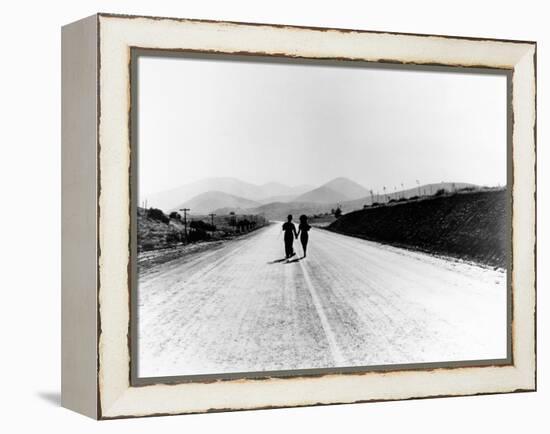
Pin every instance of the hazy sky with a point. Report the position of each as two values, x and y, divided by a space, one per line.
304 124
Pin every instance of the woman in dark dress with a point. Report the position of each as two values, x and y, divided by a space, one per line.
290 233
303 229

**Written task:** Please reproduce every row above word for word, leaving out the pictures.

**Solution below:**
Pin every instance of the hazy sky with a point. Report the position of each as two values, x and y, divided by a space, one per line.
304 124
Pin every instance of the woman in dark dress with a point. Report the position of each as two values, x and y, divided by a space, one per line.
290 233
303 229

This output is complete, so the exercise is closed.